### EXCERPTED TEXT:

------------------------------

Wednesday, February 27, 2008

BubbaNub : Poster

Currently we have studied numerous aspects in class of what postmodernism is defined by, and yet, oddly enough we have not yet looked at the progress of technology and communication. Perhaps one of the most interesting things in Poster's article "Postmodern Virtualities" is his examination of technology written in 1995. When I think back to 1995, I hear the distinct rumbling and electronic whining of a dial up modem...something that is almost entirely extinct today. The predictions he makes within the article seem obvious because all of them have come true. We now have the capability to communicate seamlessly over the Internet, we have phones that can transmit videos that they have shot, and copper wires have been replaced by fiber optics. As we studied in CMC 200, there are great risks in this. We are becoming more detached with not only the real world but with each other. This advent in communication can actually be considered more of a break down in communication. The majority of Lebanon discusses political and social matters over blogs, that often become heated because we have increasing degrees of separation between us (making us more likely to say things that we would not say in person). Now, the big question to this would be does this separation allow for a more truthful "realer" society to come out or does it give rise to ignorance and bigotry?

------------------------------

### SOURCE DATA:
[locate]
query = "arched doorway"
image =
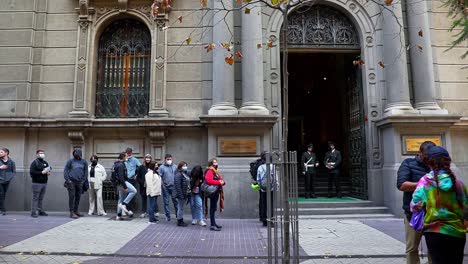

------------------------------

### INSTRUCTIONS:
• 1. According to the blog post on Poster's "Postmodern Virtualities," what has replaced copper wires?
• 2. Write the next part of the blog post on Poster's "Postmodern Virtualities," starting after its final sentence.

### SET OF ANSWERS:
• 1. Fiber optics.

• 2.
Poster also talks about the future of virtual reality devices, being able to diverge into simulated communities from our home computers. If we think about the game "Second Life" this has already begun to happen. Now we have the ability to imagine our own worlds and virtual space, constructing an assortment of verisimilitude that Lyotard warns us about. Just why is this so successful? It is successful because people have begun to hate the real world. They want nothing more than to drift into an environment that they can control and manipulate into something they view as an "improvement on the real". Why stay locked away in your single room apartment working a minimum wage job, when you can easily fly around a virtual world as an artist or superhero who sells virtual commodities. As Zizek puts it, is "America getting what it fantasized about?"

1 comment:

Notorious Dr. Rog said...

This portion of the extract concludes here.